*** Text section
Re: Simple regex wordlist question
by Zaxo (Archbishop) on Sep 11, 2007 at 05:24 UTC
|
That's an anagram problem, which has a canonical answer. First absorb your dictionary in a hash:
my %words;
{
open my $fh, '<', '/path/to/dict.txt' or die $!;
while <$fh> {
chomp;
my $key = join '', sort split '';
push @{$words{$key}}, $_;
}
}
That collects your data, now just rearrange your input word to make a key and print the associated words:
my $word = <>; # or however you get it
chomp;
$word = join '', sort split '', $word;
print "@{$words{$word}}\n";
Alphabetizing and mushing together the characters of a word provides a key for anagrams..
If this is used a lot or the dictionary is big, you may want to keep the "hash" in a database.
| [reply] [d/l] [select] |
Re: Simple regex wordlist question
by ikegami (Patriarch) on Sep 11, 2007 at 04:46 UTC
|
What you want is "The currect dict word contains the first letter, the currect dict word contains the second letter, ... and the currect dict word contains the last letter." Regexp are not good at doing "AND". It's usually better to do multiple matches, and AND the results of the matches.
Update: No, I suppose that's not quite right. You want "All letters of the currect dict word is in the specified word." A regexp character class can handle that quite well.
use strict;
use warnings;
my $input = <STDIN>;
my ($re) = map qr/^[$_]*$/,
join '',
map quotemeta,
$input =~ /(.)/g;
my $dict = 'wordlist.txt';
open(my $dict_fh, '<', $dict)
or die("Unable to open dictionary file: $!\n");
while (<$dict_fh>) {
print if /$re/;
}
Update: Note that the OP didn't mention each letter could only be used once, and he didn't mention that all the letters needed to be used, so I didn't add those restrictions.
| [reply] [d/l] |
|
|
I think he is working on the puzzle where you think of as many words that can be spelled using letters in the given word. But what about quantity?
I've already given ++ to Zaxo and CountZero for their anagram solutions, but I'm not sure now that's the point
An example would help, but if I'm right, he wants, given 'PerlMonks' a list like:
-
Perl (of course)
-
role
-
Poke
-
sole
-
solemn
But would not like 'reel', as there are not two 'e's in the input.
Is this what johngg has?
perhaps vcTheGuru is closer to right with Math::Combinatorics, except maybe using the combine function looping from 1..($#input+1).
| [reply] |
|
|
The following needs a great deal of polish. I took ikegami's basic regexp as a superset of the words you're looking for. Then I horribly misused it without all the safety that ikegami was right to include (qr// syntax, etc.).
I also ended up turning your semantic inside out in that the dictionary file is now on the command line and the starting word is hard coded; sorry about that.
******
*** Stored records
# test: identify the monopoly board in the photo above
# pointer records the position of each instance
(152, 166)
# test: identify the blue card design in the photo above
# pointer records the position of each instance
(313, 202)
******
■ Directions for this task
Render this sentence from the forum thread in French: "That's an anagram problem, which has a canonical answer."

■ Exercise output
C'est un problème d'anagrammes, qui a une réponse canonique.